## Begin Source document

Search for:

In brief

What has happened?

Since 18 February 2024, most parts of Regulation (EU) 2023/1542 concerning batteries and waste batteries (“Batteries Regulation“) apply in all EU Member States. The new Regulation repeals and replaces the existing Batteries Directive (2006/66/EC) and seeks to make all batteries placed on the EU market more durable, safe, sustainable, and efficient. It significantly expands the extended producer responsibility (EPR) regime created by the existing Directive by introducing more detailed mandatory design, content and conformity assessment requirements aimed at ensuring the sustainability and circularity of batteries. It also introduces, from August 2025 on, new mandatory supply chain due diligence requirements to address the social and environmental risks inherent in the extraction, processing and trading of certain raw materials and secondary raw materials used in battery manufacturing.


Given the fact that European regulations directly apply in all EU Member States, the Batteries Regulation did not need to be transposed into German national law. Nevertheless, the Batteries Regulation provides for a number of opening clauses for the national legislator. In addition, it contains specific regulatory mandates directed at the Member States. Consequently, German battery law still needs to be aligned with the Batteries Regulation.

To this end, the German Federal Ministry for the Environment, Nature Conservation, Nuclear Safety and Consumer Protection (BMUV) has recently published a draft for a so-called Battery Law Implementation Act (Batterierecht-Durchführungsgesetz, “BattDG“). Pursuant to the said draft, the BattDG – if adopted by the legislator as envisaged by BMUV – will enter into force on 18 August 2025. With effect from the same day, the current German Battery Act (Batteriegesetz) shall be repealed.

What does it mean for you?

As a general principle, the proposed BattDG only lays down rules if:

  • Certain specifications are necessary for the implementation of the directly applicable Batteries Regulation.

## End Source document

- Written exercise a:
Answer these questions from the battery law text:
(i) Since what date have most parts of Regulation (EU) 2023/1542 applied in all EU Member States?
(ii) Which directive does the new Regulation repeal and replace?
(iii) According to the draft, on what date will the BattDG enter into force?
The records are unrelated to the battery law text.

## Begin The records

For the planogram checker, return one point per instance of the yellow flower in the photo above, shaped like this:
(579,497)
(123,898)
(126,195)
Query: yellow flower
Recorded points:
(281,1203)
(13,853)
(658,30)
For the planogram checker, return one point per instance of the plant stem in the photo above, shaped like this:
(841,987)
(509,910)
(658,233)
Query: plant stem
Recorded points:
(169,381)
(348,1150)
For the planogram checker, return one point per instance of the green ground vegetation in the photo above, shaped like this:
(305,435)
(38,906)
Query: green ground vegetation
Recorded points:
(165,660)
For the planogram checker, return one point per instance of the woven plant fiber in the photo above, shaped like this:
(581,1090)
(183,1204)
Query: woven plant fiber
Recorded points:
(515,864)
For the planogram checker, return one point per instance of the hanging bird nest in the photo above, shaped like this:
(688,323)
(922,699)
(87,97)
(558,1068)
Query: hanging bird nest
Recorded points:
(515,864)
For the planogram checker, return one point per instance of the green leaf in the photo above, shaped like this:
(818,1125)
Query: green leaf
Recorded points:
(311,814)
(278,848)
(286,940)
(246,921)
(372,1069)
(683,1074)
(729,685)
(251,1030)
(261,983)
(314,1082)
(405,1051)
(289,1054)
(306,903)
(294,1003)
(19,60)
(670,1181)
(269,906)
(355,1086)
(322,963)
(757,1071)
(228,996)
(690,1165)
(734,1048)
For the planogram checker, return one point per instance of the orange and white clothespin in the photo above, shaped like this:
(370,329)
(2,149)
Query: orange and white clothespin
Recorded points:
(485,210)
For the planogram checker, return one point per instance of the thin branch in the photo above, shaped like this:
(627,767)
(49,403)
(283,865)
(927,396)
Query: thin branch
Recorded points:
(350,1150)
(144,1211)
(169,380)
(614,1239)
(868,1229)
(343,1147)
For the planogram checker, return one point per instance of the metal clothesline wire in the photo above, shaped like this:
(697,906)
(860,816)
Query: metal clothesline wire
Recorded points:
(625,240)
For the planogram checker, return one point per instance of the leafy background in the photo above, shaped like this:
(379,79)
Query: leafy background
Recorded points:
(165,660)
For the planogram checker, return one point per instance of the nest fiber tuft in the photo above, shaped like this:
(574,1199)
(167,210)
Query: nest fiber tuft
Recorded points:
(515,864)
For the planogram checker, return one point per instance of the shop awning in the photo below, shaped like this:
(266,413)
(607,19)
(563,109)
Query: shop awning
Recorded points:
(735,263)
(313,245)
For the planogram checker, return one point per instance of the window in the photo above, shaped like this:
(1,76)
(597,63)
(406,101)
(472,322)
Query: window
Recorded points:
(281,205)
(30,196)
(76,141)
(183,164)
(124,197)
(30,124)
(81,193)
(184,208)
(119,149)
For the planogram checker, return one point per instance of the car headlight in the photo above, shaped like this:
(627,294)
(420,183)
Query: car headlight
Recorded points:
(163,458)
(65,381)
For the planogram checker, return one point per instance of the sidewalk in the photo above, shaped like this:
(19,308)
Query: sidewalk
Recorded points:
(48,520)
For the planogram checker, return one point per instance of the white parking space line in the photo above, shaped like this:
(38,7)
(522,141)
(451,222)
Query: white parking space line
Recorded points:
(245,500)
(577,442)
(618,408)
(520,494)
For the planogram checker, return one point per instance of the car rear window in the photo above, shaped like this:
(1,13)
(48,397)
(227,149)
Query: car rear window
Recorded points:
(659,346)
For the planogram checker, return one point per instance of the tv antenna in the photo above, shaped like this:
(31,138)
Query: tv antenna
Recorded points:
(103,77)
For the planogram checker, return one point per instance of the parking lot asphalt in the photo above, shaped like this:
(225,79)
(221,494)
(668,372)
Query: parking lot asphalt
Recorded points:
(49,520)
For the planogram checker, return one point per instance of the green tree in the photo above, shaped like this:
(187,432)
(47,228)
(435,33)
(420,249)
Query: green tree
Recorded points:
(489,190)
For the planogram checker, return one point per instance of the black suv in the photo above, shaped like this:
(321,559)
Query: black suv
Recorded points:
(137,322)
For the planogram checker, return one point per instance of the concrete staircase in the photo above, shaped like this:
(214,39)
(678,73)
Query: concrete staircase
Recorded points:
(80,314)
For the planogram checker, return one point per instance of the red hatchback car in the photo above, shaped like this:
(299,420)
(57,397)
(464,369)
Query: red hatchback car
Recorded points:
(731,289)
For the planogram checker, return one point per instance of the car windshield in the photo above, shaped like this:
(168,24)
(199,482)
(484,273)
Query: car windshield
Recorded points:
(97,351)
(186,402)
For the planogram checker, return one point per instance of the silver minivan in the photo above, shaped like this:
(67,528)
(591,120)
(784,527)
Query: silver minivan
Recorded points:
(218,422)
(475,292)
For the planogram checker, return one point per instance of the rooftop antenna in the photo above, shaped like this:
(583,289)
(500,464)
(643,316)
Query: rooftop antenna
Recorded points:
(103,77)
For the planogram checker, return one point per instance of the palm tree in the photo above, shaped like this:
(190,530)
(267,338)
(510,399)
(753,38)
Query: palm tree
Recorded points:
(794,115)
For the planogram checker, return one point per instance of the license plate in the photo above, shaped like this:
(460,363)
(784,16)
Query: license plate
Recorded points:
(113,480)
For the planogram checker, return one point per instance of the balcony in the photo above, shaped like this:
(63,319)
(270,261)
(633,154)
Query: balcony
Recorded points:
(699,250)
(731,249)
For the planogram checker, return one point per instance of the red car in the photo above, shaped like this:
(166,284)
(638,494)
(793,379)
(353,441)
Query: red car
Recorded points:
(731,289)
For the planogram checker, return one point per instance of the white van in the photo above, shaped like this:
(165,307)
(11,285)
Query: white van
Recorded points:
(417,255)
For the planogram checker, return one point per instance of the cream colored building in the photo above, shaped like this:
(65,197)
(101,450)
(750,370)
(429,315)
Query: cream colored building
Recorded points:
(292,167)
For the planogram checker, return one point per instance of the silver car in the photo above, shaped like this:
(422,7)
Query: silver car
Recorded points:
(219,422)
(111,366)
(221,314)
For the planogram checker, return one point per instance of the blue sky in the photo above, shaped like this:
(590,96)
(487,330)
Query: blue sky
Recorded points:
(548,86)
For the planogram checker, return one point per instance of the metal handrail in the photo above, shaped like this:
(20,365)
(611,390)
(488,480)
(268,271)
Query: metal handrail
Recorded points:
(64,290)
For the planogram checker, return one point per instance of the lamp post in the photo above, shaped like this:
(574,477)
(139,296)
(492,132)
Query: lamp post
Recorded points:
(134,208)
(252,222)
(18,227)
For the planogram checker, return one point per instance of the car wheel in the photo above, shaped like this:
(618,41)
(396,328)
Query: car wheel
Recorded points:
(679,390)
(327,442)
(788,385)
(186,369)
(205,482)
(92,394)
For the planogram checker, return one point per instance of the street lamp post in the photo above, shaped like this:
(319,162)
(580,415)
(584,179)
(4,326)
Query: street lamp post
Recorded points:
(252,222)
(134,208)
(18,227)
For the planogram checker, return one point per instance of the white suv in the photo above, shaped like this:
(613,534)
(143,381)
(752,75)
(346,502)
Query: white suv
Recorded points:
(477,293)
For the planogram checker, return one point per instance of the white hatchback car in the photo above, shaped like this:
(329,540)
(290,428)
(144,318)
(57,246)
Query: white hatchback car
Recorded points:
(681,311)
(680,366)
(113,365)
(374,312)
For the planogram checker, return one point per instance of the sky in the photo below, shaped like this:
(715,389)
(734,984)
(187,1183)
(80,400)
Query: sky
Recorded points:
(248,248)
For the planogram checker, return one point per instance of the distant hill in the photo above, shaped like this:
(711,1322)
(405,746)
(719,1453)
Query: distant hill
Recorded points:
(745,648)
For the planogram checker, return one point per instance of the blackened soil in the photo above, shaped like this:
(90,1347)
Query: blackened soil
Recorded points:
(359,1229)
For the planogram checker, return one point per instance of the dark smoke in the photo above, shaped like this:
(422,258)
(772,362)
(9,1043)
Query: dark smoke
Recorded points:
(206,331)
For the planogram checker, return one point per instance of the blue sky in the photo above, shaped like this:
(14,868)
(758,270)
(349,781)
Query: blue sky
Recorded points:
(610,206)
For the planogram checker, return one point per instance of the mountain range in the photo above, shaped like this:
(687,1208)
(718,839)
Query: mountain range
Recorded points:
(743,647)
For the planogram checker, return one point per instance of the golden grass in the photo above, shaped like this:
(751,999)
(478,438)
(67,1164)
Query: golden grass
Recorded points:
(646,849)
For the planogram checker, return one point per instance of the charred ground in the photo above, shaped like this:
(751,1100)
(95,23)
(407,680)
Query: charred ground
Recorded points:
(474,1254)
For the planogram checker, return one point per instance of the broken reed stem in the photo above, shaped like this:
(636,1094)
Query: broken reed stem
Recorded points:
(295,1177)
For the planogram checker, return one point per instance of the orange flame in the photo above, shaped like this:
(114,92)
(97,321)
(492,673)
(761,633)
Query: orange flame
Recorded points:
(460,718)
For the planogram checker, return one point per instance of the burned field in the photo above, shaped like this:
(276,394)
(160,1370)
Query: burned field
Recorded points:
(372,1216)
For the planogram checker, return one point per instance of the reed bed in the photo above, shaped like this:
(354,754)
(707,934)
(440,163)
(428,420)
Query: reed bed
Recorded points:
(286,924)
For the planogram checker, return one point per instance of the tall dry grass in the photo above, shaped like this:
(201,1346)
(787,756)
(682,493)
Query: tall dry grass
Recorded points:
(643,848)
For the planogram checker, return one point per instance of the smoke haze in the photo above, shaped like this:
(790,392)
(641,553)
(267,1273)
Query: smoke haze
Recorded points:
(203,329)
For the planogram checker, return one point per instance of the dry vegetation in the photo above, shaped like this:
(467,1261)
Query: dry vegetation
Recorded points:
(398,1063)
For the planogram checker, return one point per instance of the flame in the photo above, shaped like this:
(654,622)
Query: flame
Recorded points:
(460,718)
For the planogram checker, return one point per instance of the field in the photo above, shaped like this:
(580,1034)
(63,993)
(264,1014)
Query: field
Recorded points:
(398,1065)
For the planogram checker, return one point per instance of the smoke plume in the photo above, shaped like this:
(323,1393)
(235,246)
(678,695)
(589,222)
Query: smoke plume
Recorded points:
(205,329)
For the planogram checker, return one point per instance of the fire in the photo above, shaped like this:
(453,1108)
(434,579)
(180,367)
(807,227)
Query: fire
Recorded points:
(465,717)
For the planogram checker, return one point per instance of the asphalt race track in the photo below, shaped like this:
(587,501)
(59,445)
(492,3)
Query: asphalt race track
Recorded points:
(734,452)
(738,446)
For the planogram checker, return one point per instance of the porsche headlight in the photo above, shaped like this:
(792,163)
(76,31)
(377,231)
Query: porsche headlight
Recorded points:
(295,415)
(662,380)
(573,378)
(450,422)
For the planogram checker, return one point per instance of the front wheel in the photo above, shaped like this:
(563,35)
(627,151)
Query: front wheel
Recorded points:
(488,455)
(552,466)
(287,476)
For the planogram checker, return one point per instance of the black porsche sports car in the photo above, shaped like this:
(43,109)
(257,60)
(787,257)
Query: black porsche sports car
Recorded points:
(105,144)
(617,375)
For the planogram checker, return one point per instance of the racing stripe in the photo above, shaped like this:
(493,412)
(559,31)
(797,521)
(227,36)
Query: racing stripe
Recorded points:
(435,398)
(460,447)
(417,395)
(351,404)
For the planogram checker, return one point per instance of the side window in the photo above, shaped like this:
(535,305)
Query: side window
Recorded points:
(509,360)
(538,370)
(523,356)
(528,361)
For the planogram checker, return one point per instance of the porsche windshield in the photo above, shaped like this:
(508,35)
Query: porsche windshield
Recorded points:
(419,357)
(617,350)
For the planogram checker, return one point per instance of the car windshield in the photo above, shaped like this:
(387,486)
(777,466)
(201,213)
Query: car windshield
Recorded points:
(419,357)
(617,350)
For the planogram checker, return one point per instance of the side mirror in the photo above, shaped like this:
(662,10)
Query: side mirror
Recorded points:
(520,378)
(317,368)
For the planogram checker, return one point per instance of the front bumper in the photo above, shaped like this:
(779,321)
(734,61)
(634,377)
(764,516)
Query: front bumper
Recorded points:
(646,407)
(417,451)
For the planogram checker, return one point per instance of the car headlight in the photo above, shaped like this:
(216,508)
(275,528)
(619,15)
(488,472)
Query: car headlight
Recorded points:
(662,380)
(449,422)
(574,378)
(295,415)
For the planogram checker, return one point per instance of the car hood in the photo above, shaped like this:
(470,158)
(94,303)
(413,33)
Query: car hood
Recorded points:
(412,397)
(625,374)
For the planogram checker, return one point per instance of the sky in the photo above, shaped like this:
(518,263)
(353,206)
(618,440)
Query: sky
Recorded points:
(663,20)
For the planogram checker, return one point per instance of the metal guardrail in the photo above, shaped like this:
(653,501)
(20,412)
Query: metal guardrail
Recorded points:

## End The records

- Written exercise b:
Shift the records by 38, starting with the line that contains "the car hood" and going on through the end of the records. Write out all those lines again, requests included, adding 38 to every number in the recorded point coordinates and leaving every other line unchanged.

- Exercise output a:
(i) 18 February 2024
(ii) The Batteries Directive (2006/66/EC)
(iii) 18 August 2025

- Exercise output b:
For the planogram checker, return one point per instance of the car hood in the photo above, shaped like this:
(470,158)
(94,303)
(413,33)
Query: car hood
Recorded points:
(450,435)
(663,412)
For the planogram checker, return one point per instance of the sky in the photo above, shaped like this:
(518,263)
(353,206)
(618,440)
Query: sky
Recorded points:
(701,58)
For the planogram checker, return one point per instance of the metal guardrail in the photo above, shaped like this:
(653,501)
(20,412)
Query: metal guardrail
Recorded points:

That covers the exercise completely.